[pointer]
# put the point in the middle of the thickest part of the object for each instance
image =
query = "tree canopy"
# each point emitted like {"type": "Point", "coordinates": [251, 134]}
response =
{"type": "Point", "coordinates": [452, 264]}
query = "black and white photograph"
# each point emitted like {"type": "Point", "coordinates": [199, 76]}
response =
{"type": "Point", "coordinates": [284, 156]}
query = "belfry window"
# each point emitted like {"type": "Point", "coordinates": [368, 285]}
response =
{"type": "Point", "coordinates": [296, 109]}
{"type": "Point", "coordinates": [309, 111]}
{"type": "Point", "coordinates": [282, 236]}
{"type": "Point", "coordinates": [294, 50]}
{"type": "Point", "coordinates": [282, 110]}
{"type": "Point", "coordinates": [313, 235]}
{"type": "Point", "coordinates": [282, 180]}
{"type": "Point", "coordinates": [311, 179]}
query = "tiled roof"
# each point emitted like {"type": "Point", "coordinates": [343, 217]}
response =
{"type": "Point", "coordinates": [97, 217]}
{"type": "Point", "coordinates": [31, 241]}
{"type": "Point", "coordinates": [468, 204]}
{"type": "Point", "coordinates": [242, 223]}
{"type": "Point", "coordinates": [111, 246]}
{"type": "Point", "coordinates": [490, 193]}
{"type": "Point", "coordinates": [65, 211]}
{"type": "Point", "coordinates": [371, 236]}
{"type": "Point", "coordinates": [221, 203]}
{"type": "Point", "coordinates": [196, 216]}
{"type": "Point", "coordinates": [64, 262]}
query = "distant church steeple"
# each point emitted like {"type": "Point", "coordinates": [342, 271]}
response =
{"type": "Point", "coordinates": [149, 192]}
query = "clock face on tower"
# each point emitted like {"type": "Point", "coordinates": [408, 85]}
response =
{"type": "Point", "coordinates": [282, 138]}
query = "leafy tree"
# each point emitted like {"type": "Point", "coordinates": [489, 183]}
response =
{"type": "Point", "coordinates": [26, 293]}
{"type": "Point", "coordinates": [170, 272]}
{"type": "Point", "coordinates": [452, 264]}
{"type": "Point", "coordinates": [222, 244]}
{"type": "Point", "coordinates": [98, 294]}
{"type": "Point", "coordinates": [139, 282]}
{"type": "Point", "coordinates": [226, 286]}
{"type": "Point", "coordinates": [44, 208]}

--------------------------------------------------

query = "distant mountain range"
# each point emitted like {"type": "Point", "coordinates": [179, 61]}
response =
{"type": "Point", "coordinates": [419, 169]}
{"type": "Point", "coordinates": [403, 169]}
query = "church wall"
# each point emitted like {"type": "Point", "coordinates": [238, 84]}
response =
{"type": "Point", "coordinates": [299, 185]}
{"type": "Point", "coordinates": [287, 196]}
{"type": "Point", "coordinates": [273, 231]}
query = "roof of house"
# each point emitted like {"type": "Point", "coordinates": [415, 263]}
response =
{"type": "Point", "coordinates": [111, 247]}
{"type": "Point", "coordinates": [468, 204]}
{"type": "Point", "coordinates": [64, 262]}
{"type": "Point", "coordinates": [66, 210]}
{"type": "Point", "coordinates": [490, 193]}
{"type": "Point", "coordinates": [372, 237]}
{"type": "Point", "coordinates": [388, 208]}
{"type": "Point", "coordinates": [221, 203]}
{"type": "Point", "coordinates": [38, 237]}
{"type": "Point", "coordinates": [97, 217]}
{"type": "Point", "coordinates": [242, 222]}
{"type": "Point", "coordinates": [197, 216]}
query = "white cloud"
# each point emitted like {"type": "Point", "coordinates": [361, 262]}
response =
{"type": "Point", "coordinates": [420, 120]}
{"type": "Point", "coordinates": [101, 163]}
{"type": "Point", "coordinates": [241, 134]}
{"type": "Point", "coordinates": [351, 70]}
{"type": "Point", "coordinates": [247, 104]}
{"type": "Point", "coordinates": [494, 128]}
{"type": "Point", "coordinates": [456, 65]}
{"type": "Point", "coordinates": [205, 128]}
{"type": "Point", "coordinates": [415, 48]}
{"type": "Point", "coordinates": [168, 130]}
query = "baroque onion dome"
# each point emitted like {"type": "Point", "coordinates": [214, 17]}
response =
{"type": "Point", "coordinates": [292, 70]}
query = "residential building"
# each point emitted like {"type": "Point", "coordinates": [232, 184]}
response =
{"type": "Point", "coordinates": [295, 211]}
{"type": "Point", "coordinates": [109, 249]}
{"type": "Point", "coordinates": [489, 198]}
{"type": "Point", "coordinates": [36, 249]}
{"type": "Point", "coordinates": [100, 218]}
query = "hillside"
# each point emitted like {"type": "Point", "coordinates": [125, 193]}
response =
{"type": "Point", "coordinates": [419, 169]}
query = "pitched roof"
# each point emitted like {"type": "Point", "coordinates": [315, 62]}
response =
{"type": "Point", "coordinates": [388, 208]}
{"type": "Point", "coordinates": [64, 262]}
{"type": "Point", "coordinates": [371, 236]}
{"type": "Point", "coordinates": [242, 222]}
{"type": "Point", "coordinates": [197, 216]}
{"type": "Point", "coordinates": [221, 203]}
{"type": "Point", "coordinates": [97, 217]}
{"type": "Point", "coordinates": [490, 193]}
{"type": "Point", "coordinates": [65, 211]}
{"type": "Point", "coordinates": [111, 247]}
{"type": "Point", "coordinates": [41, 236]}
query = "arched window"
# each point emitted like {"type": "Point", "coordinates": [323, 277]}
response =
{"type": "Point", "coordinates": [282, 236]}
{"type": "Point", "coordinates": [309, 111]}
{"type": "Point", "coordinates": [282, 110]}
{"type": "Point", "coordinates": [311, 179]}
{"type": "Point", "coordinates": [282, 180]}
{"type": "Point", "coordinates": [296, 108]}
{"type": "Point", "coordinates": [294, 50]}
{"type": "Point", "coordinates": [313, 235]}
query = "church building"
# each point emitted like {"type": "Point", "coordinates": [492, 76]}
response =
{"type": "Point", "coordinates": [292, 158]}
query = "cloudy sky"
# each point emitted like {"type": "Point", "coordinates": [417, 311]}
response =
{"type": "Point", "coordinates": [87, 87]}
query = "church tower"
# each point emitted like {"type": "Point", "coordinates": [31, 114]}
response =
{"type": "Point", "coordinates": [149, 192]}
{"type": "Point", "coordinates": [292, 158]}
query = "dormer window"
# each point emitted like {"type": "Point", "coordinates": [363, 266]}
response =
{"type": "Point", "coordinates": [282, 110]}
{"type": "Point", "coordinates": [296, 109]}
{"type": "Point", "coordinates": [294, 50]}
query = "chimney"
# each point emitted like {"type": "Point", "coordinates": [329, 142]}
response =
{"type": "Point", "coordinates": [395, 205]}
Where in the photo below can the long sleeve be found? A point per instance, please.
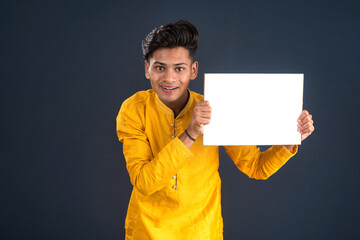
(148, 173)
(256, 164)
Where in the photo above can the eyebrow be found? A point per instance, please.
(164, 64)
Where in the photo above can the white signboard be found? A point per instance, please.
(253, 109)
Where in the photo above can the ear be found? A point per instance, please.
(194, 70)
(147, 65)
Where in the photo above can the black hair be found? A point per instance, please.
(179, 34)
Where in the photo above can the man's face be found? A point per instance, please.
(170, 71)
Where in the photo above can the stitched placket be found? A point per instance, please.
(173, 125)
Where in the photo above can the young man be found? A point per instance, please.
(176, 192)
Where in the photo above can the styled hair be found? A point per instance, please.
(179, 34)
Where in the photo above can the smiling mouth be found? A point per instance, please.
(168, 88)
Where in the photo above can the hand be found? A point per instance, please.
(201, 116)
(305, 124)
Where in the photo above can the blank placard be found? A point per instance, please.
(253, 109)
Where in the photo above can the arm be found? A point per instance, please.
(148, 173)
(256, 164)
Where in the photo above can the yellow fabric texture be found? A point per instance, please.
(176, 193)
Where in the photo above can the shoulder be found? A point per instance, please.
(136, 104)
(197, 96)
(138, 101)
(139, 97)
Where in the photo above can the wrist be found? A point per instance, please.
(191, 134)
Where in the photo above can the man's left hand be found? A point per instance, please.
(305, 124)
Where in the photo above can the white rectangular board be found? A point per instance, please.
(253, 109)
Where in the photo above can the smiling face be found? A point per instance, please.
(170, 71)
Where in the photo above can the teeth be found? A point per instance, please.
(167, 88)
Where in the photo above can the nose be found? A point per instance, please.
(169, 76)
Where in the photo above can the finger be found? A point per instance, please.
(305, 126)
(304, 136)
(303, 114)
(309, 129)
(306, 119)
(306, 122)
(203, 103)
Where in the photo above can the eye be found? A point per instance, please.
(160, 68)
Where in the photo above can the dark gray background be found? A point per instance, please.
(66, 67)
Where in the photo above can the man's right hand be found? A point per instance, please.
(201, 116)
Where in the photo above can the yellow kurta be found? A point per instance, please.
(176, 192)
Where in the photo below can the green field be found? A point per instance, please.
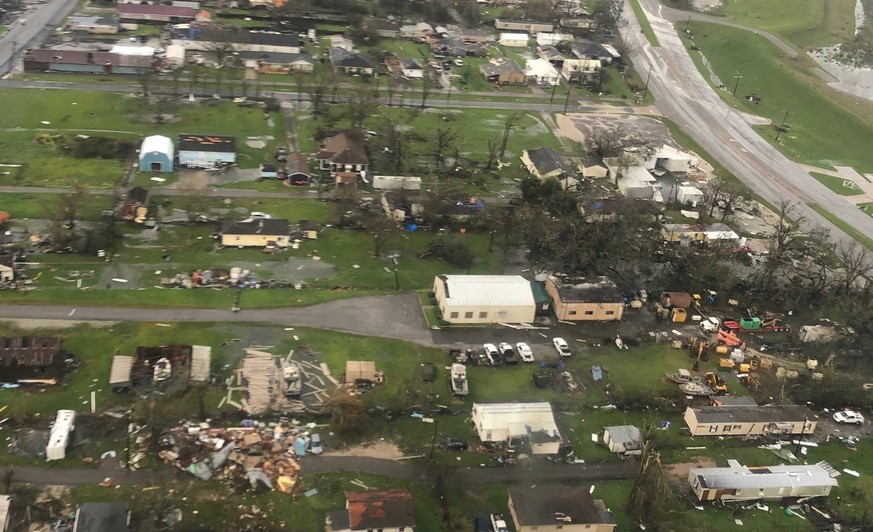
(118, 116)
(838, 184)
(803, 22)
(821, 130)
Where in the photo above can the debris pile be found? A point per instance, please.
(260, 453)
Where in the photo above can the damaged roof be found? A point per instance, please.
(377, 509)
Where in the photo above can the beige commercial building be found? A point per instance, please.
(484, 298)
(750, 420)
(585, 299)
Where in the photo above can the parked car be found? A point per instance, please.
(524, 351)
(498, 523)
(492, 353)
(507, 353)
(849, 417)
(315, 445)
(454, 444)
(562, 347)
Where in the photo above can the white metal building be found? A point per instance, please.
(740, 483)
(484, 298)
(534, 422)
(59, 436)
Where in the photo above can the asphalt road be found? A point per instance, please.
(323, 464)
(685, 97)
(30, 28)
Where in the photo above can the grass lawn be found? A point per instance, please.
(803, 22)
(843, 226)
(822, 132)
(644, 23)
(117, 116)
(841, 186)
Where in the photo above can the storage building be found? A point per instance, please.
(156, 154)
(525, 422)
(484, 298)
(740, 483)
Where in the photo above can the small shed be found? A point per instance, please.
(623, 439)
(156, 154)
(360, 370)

--------------------------------------------------

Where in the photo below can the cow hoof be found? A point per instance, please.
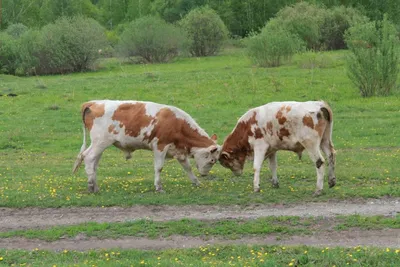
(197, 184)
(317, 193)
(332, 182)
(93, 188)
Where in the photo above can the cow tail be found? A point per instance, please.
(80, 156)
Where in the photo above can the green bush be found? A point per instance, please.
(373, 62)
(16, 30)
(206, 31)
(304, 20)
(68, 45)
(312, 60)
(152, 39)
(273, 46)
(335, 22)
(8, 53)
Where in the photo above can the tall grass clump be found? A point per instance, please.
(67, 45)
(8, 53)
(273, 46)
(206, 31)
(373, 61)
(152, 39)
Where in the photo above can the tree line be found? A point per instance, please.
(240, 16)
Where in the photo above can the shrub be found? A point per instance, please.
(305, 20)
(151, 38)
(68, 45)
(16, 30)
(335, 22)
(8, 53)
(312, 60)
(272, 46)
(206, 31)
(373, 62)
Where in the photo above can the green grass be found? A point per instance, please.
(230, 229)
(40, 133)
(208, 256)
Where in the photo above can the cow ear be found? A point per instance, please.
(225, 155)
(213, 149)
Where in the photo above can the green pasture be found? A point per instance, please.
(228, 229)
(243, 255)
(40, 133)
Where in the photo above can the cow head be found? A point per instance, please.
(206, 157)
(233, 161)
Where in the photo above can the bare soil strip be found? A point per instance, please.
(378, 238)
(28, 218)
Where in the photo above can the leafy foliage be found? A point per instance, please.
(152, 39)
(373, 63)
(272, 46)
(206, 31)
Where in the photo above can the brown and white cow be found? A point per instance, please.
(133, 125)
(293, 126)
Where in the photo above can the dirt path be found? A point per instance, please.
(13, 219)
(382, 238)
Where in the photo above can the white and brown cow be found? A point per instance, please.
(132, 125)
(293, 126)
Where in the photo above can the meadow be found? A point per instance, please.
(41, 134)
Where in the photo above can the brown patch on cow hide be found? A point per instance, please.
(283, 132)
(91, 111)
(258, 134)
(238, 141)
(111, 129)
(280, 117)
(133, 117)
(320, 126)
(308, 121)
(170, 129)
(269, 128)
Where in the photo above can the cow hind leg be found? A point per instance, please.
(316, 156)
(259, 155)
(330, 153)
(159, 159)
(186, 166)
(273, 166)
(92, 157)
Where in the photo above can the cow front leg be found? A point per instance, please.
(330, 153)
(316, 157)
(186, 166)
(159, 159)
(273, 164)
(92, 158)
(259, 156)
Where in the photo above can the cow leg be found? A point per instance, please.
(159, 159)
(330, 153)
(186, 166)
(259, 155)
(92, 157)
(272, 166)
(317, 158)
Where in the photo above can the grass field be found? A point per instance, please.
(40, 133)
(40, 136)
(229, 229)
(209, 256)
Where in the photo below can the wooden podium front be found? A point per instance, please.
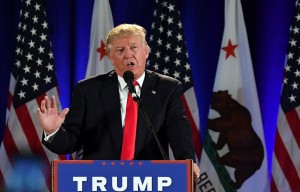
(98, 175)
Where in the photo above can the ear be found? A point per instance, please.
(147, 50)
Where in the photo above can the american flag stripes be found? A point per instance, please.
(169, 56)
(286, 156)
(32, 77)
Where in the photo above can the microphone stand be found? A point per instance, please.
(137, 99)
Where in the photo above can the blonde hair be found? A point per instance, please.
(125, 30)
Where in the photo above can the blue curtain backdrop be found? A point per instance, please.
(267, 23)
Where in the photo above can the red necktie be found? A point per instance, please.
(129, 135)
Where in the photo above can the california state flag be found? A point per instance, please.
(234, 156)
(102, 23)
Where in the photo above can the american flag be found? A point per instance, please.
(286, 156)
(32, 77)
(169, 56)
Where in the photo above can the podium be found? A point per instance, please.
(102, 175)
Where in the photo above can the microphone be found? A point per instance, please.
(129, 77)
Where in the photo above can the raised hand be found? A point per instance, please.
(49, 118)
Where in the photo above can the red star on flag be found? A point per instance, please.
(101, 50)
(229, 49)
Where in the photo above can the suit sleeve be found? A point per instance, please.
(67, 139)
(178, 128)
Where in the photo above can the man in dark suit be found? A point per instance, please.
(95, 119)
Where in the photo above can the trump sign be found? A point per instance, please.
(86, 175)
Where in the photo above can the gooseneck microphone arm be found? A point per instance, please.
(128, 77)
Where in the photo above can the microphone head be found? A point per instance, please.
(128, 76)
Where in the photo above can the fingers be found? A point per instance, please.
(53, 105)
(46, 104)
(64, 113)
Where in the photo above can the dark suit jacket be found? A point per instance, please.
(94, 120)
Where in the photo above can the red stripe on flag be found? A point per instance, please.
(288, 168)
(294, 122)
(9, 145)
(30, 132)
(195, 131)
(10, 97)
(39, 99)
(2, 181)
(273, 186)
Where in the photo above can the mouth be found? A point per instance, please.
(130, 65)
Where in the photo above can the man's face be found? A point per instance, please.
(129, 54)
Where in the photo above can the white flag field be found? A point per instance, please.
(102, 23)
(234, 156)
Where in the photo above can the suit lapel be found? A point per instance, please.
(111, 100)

--------------------------------------------------

* **Tarea del ejercicio**: Indica cuántas líneas de los datos contienen la palabra "brown". Responde únicamente con el número.

* **Solución del problema**: 3